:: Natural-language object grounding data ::
-- Opening Marker --

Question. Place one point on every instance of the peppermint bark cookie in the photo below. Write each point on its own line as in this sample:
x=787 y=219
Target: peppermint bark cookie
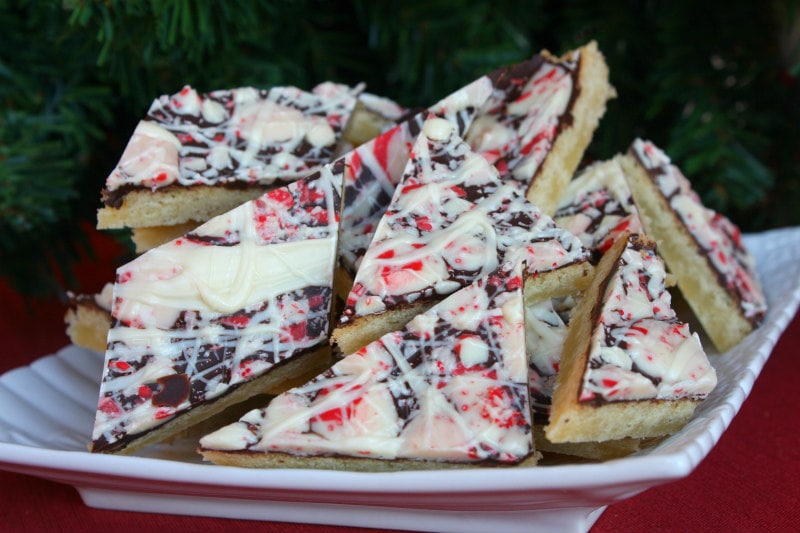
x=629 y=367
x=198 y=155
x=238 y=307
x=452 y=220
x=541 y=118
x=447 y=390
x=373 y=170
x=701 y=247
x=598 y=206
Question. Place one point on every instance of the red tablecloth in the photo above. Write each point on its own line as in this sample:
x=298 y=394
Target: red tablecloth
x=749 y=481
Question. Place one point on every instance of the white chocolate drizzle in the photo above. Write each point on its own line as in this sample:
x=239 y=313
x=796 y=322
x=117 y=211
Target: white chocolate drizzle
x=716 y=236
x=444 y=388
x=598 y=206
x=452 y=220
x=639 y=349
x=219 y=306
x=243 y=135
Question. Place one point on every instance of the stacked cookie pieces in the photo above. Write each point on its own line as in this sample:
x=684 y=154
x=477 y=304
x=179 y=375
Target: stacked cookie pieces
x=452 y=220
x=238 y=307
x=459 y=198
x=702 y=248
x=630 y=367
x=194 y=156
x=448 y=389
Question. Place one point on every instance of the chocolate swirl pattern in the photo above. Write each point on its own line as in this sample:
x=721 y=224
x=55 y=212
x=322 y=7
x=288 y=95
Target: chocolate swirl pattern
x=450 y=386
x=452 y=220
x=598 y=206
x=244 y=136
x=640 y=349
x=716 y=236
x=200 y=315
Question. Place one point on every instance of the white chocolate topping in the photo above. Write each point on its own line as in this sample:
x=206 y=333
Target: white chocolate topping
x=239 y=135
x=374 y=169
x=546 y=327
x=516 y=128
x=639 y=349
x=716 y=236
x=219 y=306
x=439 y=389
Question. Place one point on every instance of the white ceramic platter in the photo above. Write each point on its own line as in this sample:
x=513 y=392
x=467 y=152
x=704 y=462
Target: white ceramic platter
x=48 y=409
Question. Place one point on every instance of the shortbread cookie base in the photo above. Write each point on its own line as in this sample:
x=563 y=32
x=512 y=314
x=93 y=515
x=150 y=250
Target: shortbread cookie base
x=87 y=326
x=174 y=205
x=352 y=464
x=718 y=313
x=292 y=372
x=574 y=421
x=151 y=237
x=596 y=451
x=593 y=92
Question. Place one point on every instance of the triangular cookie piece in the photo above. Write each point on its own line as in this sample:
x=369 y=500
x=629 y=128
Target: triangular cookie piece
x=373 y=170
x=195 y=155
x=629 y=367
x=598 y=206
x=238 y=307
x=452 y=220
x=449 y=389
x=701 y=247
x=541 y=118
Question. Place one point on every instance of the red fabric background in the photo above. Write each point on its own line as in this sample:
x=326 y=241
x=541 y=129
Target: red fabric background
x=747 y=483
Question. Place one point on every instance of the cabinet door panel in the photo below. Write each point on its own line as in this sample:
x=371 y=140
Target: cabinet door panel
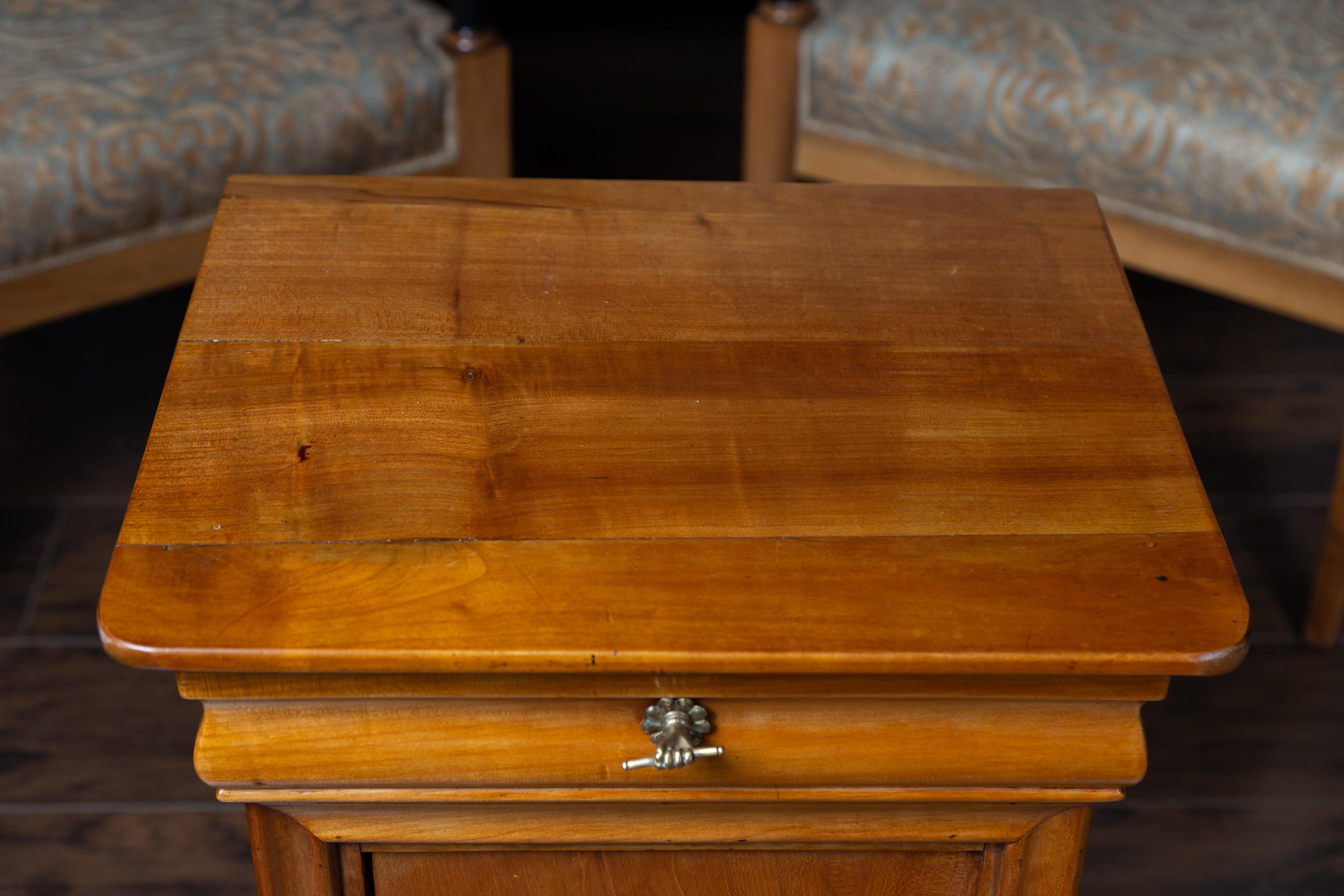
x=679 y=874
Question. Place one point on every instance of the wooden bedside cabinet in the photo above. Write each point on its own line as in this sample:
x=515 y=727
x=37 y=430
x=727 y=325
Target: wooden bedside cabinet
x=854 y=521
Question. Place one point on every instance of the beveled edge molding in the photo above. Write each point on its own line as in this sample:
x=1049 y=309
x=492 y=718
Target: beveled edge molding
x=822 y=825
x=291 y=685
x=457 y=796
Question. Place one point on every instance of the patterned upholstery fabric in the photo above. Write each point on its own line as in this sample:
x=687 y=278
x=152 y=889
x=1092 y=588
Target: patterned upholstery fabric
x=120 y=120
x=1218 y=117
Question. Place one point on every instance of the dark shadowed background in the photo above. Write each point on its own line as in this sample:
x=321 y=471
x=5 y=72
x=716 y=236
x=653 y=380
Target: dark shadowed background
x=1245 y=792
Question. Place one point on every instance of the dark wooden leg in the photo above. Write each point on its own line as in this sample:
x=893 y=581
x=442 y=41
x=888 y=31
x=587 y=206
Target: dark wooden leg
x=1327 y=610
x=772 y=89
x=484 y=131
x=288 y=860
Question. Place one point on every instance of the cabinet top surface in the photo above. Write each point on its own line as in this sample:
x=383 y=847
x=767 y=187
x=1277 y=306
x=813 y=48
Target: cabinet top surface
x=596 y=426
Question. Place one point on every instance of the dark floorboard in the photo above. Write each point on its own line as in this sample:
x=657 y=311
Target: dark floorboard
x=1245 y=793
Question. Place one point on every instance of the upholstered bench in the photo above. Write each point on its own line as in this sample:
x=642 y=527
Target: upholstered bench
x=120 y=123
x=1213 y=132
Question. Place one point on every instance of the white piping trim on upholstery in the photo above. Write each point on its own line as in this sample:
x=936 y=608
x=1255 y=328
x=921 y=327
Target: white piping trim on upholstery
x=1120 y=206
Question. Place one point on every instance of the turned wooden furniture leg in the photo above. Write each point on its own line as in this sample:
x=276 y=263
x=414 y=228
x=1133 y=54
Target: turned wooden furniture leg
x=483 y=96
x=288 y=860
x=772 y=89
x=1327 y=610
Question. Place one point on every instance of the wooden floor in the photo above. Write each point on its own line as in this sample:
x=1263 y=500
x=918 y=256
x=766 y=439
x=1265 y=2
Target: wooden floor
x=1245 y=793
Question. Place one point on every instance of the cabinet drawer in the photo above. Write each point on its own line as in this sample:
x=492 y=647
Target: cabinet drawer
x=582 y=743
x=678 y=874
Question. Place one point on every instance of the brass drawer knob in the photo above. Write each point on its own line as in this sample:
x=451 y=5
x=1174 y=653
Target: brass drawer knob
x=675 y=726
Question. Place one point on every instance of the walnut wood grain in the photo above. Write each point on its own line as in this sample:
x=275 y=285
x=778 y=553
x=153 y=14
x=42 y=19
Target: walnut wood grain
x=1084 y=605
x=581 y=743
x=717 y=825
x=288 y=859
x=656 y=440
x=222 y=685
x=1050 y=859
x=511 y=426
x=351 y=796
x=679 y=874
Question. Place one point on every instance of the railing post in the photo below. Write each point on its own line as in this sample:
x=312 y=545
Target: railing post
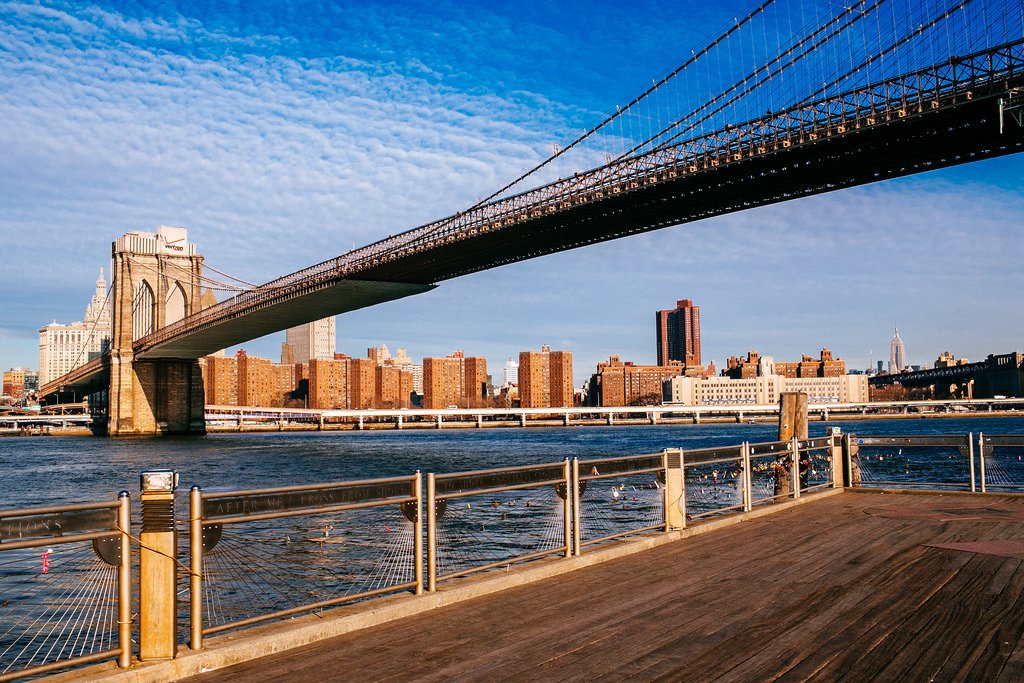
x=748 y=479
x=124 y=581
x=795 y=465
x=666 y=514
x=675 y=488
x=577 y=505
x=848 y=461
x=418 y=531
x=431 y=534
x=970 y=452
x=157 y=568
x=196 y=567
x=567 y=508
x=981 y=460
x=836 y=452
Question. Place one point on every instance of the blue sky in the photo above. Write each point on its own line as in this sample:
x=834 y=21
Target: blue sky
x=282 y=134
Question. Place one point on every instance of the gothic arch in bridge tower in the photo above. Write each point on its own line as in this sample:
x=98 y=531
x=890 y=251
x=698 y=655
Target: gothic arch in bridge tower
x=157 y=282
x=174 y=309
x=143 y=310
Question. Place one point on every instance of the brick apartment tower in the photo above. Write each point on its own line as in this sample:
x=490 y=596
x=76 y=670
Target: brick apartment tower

-- Closing Marker --

:: Exercise instructions ::
Taking the records above as input, show every line in which the word "brick" is present.

:: Written answer ::
Question. Place one point on every instance of the brick apartment tower in the photo above. Write each point on its own line as in this sample:
Target: brick apartment tower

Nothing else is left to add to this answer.